Content starts

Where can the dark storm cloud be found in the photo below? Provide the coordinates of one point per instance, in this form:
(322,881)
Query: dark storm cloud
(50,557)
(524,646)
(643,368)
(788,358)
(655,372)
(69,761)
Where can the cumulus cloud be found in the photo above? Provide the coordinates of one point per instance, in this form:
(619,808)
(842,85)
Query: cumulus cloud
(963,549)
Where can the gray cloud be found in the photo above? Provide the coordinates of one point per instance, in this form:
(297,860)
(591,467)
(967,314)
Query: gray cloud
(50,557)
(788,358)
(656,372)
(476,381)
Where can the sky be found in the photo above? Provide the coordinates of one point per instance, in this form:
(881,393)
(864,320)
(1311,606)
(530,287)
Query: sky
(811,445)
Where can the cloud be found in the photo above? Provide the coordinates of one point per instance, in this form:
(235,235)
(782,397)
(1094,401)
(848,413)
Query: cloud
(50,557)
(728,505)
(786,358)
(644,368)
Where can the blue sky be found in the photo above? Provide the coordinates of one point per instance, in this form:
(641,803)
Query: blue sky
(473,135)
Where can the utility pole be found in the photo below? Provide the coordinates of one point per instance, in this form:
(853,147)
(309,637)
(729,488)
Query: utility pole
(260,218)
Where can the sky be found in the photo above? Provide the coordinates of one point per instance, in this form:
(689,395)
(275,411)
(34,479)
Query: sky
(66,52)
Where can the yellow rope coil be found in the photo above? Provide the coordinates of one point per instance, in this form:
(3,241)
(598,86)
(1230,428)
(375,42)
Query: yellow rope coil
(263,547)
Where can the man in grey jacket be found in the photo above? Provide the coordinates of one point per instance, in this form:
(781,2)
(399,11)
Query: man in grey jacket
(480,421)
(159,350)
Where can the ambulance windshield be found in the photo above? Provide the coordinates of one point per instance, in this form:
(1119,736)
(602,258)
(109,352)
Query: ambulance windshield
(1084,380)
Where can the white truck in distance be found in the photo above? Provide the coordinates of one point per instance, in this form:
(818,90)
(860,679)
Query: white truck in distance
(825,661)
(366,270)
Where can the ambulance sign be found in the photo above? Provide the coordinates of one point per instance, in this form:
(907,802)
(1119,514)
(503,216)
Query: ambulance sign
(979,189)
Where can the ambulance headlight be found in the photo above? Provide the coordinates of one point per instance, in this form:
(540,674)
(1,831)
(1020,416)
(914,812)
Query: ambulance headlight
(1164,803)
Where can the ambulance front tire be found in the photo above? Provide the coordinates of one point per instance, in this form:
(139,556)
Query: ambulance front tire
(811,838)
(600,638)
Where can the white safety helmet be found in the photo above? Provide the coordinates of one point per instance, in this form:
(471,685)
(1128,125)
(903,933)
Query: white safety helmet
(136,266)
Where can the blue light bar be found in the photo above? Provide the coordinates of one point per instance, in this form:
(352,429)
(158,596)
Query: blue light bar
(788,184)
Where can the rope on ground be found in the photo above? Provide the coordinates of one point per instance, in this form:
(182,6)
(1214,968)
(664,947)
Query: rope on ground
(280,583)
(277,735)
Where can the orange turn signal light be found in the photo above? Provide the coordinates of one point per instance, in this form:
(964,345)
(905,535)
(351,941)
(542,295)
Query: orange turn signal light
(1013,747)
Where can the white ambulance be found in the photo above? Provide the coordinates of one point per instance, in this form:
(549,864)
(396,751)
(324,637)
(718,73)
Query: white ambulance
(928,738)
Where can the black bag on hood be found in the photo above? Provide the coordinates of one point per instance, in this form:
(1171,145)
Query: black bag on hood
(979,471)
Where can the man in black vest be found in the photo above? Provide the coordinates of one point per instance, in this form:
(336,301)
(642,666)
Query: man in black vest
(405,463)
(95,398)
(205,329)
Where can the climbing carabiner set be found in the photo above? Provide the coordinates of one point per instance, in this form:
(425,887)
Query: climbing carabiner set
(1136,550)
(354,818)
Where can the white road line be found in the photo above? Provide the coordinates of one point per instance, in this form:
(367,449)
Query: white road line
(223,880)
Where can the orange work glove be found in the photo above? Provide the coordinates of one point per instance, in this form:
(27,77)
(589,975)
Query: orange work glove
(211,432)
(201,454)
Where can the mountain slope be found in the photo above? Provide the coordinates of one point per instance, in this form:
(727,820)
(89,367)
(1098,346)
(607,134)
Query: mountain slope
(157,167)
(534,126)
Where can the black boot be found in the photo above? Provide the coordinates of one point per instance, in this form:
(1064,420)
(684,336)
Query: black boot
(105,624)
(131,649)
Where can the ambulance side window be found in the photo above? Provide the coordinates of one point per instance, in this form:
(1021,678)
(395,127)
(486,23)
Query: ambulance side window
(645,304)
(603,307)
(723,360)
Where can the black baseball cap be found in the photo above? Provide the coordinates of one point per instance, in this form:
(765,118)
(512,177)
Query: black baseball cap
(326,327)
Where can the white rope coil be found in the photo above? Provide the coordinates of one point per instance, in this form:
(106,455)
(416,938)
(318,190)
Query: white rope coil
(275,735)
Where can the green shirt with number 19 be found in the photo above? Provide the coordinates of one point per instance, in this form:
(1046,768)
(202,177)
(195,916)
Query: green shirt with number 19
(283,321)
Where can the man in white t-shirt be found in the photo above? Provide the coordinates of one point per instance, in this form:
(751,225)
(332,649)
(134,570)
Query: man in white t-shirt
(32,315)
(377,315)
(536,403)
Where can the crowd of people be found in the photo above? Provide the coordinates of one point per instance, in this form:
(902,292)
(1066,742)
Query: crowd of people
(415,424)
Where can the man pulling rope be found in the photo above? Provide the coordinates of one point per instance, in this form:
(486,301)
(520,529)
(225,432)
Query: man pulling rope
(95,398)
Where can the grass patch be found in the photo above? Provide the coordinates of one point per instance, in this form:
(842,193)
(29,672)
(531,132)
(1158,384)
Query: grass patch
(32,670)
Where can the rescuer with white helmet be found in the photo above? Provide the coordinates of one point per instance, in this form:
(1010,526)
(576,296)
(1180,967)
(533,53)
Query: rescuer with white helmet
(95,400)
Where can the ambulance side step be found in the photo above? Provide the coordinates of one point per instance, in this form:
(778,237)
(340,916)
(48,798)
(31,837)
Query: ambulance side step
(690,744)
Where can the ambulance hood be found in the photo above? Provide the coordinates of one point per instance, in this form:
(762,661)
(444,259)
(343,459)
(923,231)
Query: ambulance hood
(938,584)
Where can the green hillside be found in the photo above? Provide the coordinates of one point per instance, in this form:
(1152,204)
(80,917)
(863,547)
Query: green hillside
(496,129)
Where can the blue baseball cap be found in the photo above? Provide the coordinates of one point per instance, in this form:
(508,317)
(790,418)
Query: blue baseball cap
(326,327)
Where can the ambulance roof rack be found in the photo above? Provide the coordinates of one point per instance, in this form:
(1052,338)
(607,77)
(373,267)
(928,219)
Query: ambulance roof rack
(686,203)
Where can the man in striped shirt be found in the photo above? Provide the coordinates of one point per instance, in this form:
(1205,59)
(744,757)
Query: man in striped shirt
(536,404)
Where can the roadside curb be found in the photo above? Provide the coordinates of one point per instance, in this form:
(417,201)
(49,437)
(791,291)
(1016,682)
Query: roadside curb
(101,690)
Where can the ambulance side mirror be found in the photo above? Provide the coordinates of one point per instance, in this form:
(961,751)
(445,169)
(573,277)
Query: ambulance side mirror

Content ends

WHAT YOU SHOULD DO.
Read the entries above, then pull out the lines that include "below".

EXERCISE RESULT.
Where can the dark storm cloud be found in the photo below? Provide the coordinates of one point per instance, in this form:
Where can the utility pole be found in the photo below? Provide the coordinates of one point per instance, in this form:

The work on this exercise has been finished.